-- BEGIN SELECTED TEXT --
Introduction to web APIs

{{NextMenu("Learn_web_development/Extensions/Client-side_APIs/Video_and_audio_APIs", "Learn_web_development/Extensions/Client-side_APIs")}}

First up, we’ll start by looking at APIs from a high level — what are they, how do they work, how to use them in your code, and how are they structured? We’ll also take a look at what the different main classes of APIs are, and what kind of uses they have.

Prerequisites:	Familiarity with HTML, CSS, and JavaScript, especially JavaScript object basics and core API coverage such as DOM scripting and Network requests.
Learning outcomes:	What Web APIs are, and what you can do with them. How APIs are used.

What are APIs?

Application Programming Interfaces (APIs) are constructs made available in programming languages to allow developers to create complex functionality more easily. They abstract more complex code away from you, providing some easier syntax to use in its place.

As a real-world example, think about the electricity supply in your house, apartment, or other dwellings. If you want to use an appliance in your house, you plug it into a plug socket and it works. You don’t try to wire it directly into the power supply — to do so would be really inefficient and, if you are not an electrician, difficult and dangerous to attempt.

Two multi-plug holders are plugged into two different plug outlet sockets. Each multi-plug holder has a plug slot on it's top and to it's front side. Two plugs are plugged into each multi-plug holder.

Image source: Overloaded plug socket by The Clear Communication People, on Flickr.

In the same way, if you want to say, program some 3D graphics, it is a lot easier to do it using an API written in a higher-level language such as JavaScript or Python, rather than try to directly write low-level code (say C or C++) that directly controls the computer’s GPU or other graphics functions.

[!NOTE] See also the API glossary entry for further description.
-- END SELECTED TEXT --
YOUR GOAL
Set down the web APIs page word for word from "First up, we’ll" to "and Network requests.". Draw only on the web APIs page for everything you write.
-- BEGIN DATA EXCERPTS --
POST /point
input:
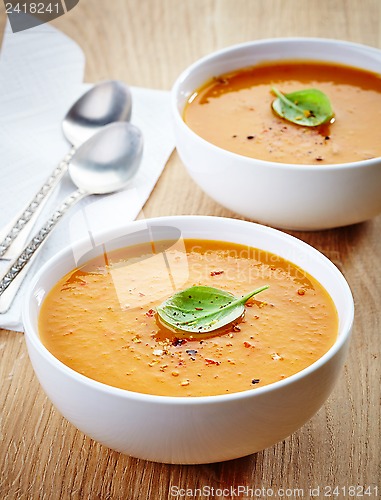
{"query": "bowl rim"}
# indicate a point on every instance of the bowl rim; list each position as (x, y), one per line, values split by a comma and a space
(186, 73)
(32, 336)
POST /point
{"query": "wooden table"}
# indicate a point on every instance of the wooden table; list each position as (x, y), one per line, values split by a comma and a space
(147, 43)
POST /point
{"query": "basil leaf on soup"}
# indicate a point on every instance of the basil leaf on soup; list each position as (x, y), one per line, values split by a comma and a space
(308, 107)
(202, 309)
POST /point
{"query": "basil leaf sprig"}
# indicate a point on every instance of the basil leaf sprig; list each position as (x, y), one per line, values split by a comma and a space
(308, 107)
(201, 309)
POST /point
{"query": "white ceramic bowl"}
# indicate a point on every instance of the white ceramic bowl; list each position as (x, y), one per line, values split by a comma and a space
(302, 197)
(195, 429)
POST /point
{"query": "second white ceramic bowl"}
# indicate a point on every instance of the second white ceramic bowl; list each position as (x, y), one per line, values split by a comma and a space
(301, 197)
(195, 429)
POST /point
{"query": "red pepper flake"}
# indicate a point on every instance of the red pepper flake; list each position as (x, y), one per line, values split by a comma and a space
(211, 362)
(216, 273)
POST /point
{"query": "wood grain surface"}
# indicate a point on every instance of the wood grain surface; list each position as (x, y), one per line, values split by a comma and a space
(147, 43)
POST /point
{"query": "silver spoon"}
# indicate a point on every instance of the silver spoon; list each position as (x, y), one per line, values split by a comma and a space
(105, 103)
(103, 164)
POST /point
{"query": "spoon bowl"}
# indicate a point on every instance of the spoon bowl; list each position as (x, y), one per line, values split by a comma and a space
(104, 164)
(105, 103)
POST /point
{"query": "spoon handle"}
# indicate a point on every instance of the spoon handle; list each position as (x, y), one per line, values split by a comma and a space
(14, 236)
(11, 282)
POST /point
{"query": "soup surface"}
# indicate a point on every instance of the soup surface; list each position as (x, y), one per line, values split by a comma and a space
(100, 320)
(233, 111)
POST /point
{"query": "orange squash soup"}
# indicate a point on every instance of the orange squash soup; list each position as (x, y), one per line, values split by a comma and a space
(101, 320)
(233, 111)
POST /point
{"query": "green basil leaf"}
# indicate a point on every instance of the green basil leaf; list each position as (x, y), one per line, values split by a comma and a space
(308, 107)
(202, 309)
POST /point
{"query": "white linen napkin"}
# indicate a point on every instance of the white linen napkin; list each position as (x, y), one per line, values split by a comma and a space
(41, 73)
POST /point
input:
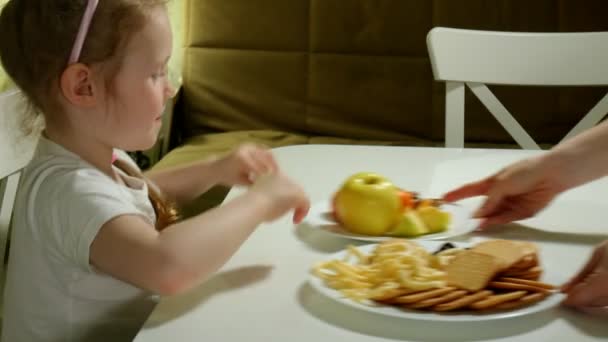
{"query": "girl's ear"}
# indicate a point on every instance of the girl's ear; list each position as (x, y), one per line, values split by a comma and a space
(77, 85)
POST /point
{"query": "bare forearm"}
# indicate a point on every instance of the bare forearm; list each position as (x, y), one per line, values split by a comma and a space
(202, 244)
(583, 158)
(184, 183)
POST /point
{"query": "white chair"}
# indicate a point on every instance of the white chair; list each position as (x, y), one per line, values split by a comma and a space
(476, 58)
(16, 150)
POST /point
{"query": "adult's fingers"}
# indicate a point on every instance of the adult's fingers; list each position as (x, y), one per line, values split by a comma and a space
(591, 292)
(491, 205)
(591, 265)
(301, 211)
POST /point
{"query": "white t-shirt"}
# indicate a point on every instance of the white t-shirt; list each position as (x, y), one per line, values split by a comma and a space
(52, 292)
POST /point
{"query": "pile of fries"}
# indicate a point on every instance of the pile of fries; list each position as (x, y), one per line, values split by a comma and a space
(393, 268)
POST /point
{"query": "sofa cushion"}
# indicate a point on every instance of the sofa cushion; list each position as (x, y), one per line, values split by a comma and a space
(360, 69)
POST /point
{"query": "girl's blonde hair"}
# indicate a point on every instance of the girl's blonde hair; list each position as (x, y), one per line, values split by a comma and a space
(36, 38)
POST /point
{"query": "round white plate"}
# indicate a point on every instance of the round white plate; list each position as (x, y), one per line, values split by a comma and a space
(320, 217)
(462, 316)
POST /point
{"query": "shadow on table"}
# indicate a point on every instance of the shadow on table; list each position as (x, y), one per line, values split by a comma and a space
(371, 324)
(175, 306)
(324, 242)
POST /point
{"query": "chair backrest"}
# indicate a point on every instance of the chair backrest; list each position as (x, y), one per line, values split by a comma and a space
(16, 150)
(475, 58)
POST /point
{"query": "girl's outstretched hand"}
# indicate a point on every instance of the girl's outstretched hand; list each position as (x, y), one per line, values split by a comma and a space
(243, 165)
(516, 192)
(588, 290)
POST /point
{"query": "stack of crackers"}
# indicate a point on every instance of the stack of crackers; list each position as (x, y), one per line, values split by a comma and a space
(492, 275)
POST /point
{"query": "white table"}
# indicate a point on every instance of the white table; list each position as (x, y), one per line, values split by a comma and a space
(262, 294)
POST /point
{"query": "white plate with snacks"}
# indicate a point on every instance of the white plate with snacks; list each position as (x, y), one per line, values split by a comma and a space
(549, 277)
(320, 218)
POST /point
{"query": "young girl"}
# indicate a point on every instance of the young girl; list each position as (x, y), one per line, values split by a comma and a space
(92, 240)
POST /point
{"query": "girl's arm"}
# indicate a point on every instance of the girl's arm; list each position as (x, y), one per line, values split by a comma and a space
(184, 183)
(186, 253)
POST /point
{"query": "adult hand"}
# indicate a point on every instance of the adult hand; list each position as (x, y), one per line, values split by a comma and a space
(589, 288)
(516, 192)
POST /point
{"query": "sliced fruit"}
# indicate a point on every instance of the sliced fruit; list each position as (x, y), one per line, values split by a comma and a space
(434, 218)
(409, 225)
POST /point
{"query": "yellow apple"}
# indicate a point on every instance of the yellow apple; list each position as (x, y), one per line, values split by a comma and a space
(435, 219)
(367, 203)
(409, 225)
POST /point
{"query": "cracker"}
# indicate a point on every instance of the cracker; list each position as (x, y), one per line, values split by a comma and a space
(497, 299)
(471, 271)
(525, 300)
(463, 302)
(389, 295)
(527, 282)
(416, 297)
(533, 272)
(508, 252)
(515, 286)
(437, 300)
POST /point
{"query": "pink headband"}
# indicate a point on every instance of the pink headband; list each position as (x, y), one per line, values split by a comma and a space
(83, 30)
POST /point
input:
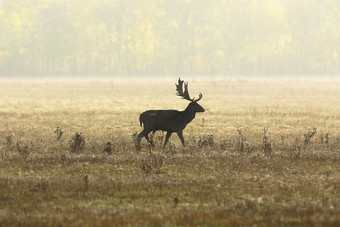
-- END DATA EXCERPTS --
THE COMPLETED TASK
First up, we’ll start by looking at APIs from a high level — what are they, how do they work, how to use them in your code, and how are they structured? We’ll also take a look at what the different main classes of APIs are, and what kind of uses they have.

Prerequisites:	Familiarity with HTML, CSS, and JavaScript, especially JavaScript object basics and core API coverage such as DOM scripting and Network requests.